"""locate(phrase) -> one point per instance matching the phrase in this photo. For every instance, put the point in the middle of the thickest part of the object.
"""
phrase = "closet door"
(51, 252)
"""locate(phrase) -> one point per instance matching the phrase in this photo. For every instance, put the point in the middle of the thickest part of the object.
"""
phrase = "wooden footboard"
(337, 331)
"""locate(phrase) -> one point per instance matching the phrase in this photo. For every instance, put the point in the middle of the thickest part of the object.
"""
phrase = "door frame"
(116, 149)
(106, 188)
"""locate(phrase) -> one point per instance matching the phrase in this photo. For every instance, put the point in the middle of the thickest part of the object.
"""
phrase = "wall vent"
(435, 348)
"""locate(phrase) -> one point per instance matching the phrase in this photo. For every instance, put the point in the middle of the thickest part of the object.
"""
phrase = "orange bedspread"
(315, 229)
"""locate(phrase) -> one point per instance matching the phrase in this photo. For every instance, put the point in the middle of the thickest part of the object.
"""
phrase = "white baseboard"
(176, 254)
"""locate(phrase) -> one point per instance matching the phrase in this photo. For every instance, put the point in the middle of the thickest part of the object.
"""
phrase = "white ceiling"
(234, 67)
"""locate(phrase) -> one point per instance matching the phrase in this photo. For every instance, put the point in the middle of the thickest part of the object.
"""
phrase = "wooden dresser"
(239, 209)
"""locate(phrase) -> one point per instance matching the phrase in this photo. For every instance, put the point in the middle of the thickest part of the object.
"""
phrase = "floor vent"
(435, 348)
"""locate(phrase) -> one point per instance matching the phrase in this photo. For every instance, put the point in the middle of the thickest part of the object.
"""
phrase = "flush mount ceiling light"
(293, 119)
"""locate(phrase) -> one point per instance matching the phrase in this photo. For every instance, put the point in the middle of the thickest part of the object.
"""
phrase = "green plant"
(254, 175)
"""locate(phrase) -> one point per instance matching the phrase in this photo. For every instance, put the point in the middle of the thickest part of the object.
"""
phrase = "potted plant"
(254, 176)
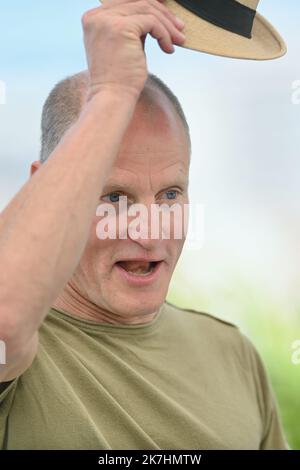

**********

→ **Task details**
Output the listing exactly, without images.

→ **Result of the exercise**
"""locate(phrase) -> one point per instance matching the phrase in this photo. For every instance, put the point in the middle of the thickest part of the object.
"""
phrase = "closet door"
(51, 252)
"""locate(phrase) -> one point per instance matching the phrase in this photo. For every instance, put the point in the middle of the thickest part of the object.
"""
phrase = "wooden footboard"
(337, 331)
"""locate(phrase) -> one point per instance matching the phrase in this photo. For every instance, put the point in the middle of the thickest part of the object.
"""
phrase = "door frame"
(116, 149)
(106, 188)
"""locate(phrase) -> one point per instance matching the phrase in this photo. For every instance, put the point in the middle of the thickest part of the object.
"""
phrase = "wall vent"
(435, 348)
"""locate(phrase) -> one point per instance matching the phrase in this photo. For every instance, put the point in the middle of the thickest part of the object.
"""
phrase = "orange bedspread"
(315, 229)
"""locate(phrase) -> one point per instance matching the phrase in this photo. For every instance, put the point in the middle of the thickest part of the object.
"""
phrase = "white baseboard"
(176, 254)
"""locate(phrase) -> one point per instance matching the phrase in this photo. For every instance, put the point in the middle of the thickest part of the object.
"""
phrase = "white ceiling"
(234, 67)
"""locate(phrase) -> one point per instance matching the phrase in this photo. For every instance, put the point in the middle of the thickest part of the object.
"""
phrase = "wooden dresser"
(239, 209)
"""locate(phrase) -> one point per instance matching the phrase in this photo. For every instance, put the point in the middle of the thickest part of the object.
"""
phrase = "floor vent"
(435, 348)
"""locate(phrase) -> one point per instance matching the phrase in this photo. For every instance, put the point in the middle of the thickest part of the object.
"""
phrase = "flush mount ceiling light"
(293, 119)
"""locate(phrase) -> one point per instance matching the phrase in this photo. For every instance, put the point in the middle of the thickest part of the object.
"""
phrase = "green plant"
(254, 175)
"""locate(phrase) -> one point per instance matching the phrase in this photo. For every instance, put the point in the middle of the thickest part of the object.
"""
phrase = "potted plant"
(254, 176)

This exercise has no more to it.